── Working data ──
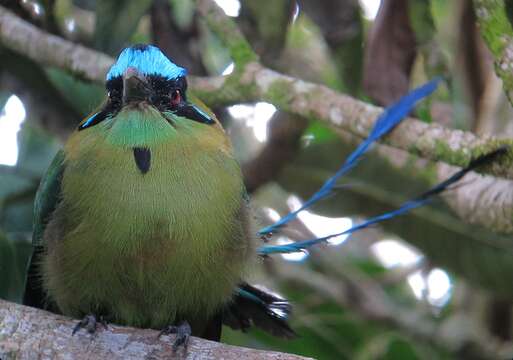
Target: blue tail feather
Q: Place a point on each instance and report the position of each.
(407, 206)
(392, 116)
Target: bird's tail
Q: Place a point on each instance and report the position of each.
(257, 306)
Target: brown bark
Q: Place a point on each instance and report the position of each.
(29, 333)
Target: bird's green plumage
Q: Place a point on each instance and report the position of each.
(147, 249)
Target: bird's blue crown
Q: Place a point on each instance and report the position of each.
(149, 60)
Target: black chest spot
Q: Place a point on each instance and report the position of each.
(142, 157)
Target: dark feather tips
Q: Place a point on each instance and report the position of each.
(142, 157)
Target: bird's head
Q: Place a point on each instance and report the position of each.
(144, 77)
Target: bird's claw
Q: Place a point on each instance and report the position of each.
(182, 331)
(90, 323)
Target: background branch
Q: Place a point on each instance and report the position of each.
(254, 82)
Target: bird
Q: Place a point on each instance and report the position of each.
(142, 219)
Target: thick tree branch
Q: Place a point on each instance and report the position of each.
(252, 82)
(26, 331)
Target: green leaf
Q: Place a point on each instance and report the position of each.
(116, 21)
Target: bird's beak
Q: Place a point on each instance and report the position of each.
(135, 86)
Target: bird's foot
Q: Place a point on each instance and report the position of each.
(182, 331)
(89, 323)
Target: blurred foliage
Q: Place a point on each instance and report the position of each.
(330, 52)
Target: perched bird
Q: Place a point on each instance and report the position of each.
(142, 219)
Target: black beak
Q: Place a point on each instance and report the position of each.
(135, 86)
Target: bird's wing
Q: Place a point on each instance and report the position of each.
(255, 306)
(46, 200)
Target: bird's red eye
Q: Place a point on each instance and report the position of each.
(176, 98)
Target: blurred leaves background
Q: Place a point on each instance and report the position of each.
(422, 286)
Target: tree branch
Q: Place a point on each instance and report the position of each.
(252, 82)
(26, 331)
(497, 31)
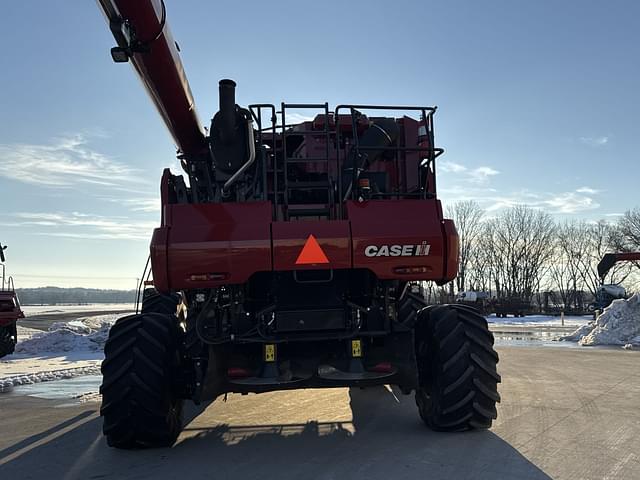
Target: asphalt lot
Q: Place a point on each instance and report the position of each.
(565, 413)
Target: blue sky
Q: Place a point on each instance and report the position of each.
(538, 104)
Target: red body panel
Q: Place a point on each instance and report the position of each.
(218, 243)
(289, 239)
(397, 222)
(209, 245)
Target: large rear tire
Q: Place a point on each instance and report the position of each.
(457, 369)
(140, 408)
(156, 302)
(8, 339)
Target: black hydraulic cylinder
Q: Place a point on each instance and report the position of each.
(227, 119)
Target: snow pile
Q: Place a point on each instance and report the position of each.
(87, 334)
(7, 383)
(618, 324)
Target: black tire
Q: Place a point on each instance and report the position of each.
(457, 369)
(155, 302)
(140, 408)
(8, 339)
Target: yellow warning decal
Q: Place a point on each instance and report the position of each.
(269, 352)
(356, 348)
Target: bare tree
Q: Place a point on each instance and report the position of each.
(628, 232)
(467, 216)
(601, 238)
(566, 270)
(520, 245)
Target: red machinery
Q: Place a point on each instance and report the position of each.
(10, 311)
(286, 259)
(610, 259)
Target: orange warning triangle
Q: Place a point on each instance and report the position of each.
(311, 253)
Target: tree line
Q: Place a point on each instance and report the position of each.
(60, 296)
(523, 252)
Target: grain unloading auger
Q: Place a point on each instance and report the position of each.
(287, 258)
(10, 311)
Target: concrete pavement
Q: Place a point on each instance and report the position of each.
(565, 413)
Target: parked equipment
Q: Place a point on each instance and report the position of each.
(607, 292)
(286, 259)
(10, 311)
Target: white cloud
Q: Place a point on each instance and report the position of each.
(447, 166)
(482, 174)
(82, 225)
(595, 141)
(473, 175)
(554, 202)
(66, 162)
(570, 202)
(589, 190)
───
Work order:
An exact copy of the lines above, from the first through the line that holds "Target: bird's green plumage", is what is needed; leave the pictures out.

Completed exercise:
Target: blue tail feather
Q: Place a point on each instance and report the position of each.
(407, 206)
(392, 116)
Target: bird's tail
Q: Place a point on each instance and report the position of each.
(257, 306)
Target: brown bark
Q: Place a point on each instance and report the position of each.
(29, 333)
Target: bird's green plumage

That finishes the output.